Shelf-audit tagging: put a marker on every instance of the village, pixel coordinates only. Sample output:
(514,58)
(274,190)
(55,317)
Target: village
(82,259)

....................

#### Directions
Rescale the records above by writing out all their lines again, requests included, with every coordinate in the answers multiplied by 0.55 and rounded to the nearest whole number, halves rounded up. Leave the numbers in the requests and their sample output unchanged.

#### Exercise response
Shelf-audit tagging: put a marker on every instance of the village, pixel coordinates only. Sample output:
(514,58)
(274,190)
(55,317)
Target: village
(45,142)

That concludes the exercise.